The data =
══════

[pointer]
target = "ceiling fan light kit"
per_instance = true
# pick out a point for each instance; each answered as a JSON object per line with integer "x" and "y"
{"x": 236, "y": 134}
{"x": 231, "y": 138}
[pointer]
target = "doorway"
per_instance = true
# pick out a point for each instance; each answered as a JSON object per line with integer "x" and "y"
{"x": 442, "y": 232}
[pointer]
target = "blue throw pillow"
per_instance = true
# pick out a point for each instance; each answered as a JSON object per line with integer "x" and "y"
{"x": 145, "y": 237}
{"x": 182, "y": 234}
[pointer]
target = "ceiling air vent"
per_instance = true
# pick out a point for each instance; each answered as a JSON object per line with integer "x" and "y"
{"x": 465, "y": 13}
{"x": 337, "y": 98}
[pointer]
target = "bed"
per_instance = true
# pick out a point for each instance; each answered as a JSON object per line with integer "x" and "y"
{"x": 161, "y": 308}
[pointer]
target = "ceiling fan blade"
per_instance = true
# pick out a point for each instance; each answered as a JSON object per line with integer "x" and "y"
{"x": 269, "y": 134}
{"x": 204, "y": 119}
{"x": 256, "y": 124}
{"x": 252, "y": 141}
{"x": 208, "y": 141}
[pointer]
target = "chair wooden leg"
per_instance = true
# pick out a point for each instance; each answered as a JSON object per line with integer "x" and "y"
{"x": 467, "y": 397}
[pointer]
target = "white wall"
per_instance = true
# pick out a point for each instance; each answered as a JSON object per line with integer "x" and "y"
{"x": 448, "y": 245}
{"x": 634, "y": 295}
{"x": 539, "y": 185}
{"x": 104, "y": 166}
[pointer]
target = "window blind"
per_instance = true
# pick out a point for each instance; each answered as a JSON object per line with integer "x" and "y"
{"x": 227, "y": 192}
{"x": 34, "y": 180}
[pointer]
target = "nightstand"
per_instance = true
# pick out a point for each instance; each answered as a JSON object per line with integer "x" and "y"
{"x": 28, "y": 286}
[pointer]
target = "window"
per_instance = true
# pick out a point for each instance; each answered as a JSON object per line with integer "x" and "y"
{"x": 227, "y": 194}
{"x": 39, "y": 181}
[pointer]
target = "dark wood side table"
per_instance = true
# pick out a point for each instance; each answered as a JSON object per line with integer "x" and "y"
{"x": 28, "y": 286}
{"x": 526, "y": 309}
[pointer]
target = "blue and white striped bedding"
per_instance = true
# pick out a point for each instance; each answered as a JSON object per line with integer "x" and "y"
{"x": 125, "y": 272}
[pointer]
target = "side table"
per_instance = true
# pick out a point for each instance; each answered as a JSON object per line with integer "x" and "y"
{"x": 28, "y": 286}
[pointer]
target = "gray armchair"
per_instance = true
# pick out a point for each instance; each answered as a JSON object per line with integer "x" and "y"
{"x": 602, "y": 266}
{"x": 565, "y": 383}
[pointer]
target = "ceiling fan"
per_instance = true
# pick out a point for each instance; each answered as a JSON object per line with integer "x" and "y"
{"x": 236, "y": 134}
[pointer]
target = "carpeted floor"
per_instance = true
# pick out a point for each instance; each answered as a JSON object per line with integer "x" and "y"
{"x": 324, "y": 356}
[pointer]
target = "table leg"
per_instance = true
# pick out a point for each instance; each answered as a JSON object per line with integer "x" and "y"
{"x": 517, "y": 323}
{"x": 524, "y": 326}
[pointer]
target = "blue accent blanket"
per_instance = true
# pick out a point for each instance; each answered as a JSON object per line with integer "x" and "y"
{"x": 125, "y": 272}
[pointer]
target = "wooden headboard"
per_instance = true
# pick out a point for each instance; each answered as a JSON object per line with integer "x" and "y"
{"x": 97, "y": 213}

══════

Repeat every record, exactly as written.

Solution to the problem =
[pointer]
target = "ceiling fan light kit"
per_instance = true
# pick out a point for each instance; each answered as a JSON object per line with integer "x" and "y"
{"x": 236, "y": 134}
{"x": 231, "y": 138}
[pointer]
target = "doorway"
per_instance = true
# pick out a point for each instance; each answered as a JSON object per line with integer "x" and "y"
{"x": 442, "y": 232}
[pointer]
target = "blue throw pillow"
per_instance = true
# pick out a point for each instance; each answered as a JSON object per line with integer "x" and "y"
{"x": 145, "y": 237}
{"x": 182, "y": 234}
[pointer]
target = "ceiling air vent"
per_instance = true
# pick out a point for each instance; each answered as a JSON object per line with integer "x" and "y"
{"x": 465, "y": 13}
{"x": 337, "y": 98}
[pointer]
target = "bed"
per_instance = true
# pick out a point for each instance; each answered as a JSON object per line with integer "x" and "y"
{"x": 161, "y": 308}
[pointer]
target = "ceiling fan blade"
per_instance = true
# pick out a point for each instance; each answered as a JSON object per line with integer "x" and "y"
{"x": 269, "y": 134}
{"x": 204, "y": 119}
{"x": 256, "y": 124}
{"x": 252, "y": 141}
{"x": 208, "y": 141}
[pointer]
target = "chair wooden leg"
per_instance = true
# pick out a point for each instance; each answered as a JSON object per line with integer "x" and "y"
{"x": 467, "y": 397}
[pointer]
target = "white wall"
per_instance = true
# pick out a point for each instance; each answered as a JSON object per line with integer "x" and "y"
{"x": 448, "y": 245}
{"x": 634, "y": 295}
{"x": 539, "y": 185}
{"x": 104, "y": 166}
[pointer]
target = "window blind"
per_instance = true
# pick out a point for each instance; each answered as a JSON object per line with integer "x" and "y"
{"x": 227, "y": 192}
{"x": 34, "y": 180}
[pointer]
target = "nightstand"
per_instance = true
# pick out a point for each instance; each answered as a JSON object per line with integer "x" and "y"
{"x": 28, "y": 286}
[pointer]
target = "window"
per_instance = true
# pick out a point for each instance; each answered as a JSON object per line with integer "x" and "y"
{"x": 227, "y": 194}
{"x": 39, "y": 181}
[pointer]
target = "dark wood side table"
per_instance = true
# pick out a point for each instance; each answered as a JSON object per line with integer "x" and "y"
{"x": 28, "y": 286}
{"x": 526, "y": 309}
[pointer]
target = "blue and white striped bedding"
per_instance = true
# pick out a point for each instance; each answered as a JSON object per line with integer "x" and "y"
{"x": 125, "y": 272}
[pointer]
target = "side table"
per_instance = true
# pick out a point for each instance; each answered as a JSON object per line with integer "x" and "y"
{"x": 28, "y": 286}
[pointer]
target = "gray armchair"
per_instance = true
# pick out a point for each instance; each answered as a JSON object per line with integer "x" and "y"
{"x": 602, "y": 266}
{"x": 565, "y": 383}
[pointer]
target = "ceiling fan"
per_instance = true
# pick out a point for each instance; each answered as a JSON object per line with integer "x" and "y"
{"x": 236, "y": 134}
[pointer]
target = "carpeted floor"
per_instance = true
# pick out a point for each instance; each answered as a JSON object per line with integer "x" and "y"
{"x": 324, "y": 356}
[pointer]
target = "table leg"
per_instance = true
# pick out a point for each instance; each answered as a JSON object per line with integer "x" and "y"
{"x": 517, "y": 323}
{"x": 524, "y": 326}
[pointer]
target = "blue accent blanket"
per_instance = true
# pick out a point for each instance; each answered as a JSON object per line with integer "x" and "y"
{"x": 125, "y": 272}
[pointer]
target = "wooden headboard"
per_instance = true
# pick out a point for each instance; each answered as a JSON object per line with integer "x" and "y"
{"x": 97, "y": 213}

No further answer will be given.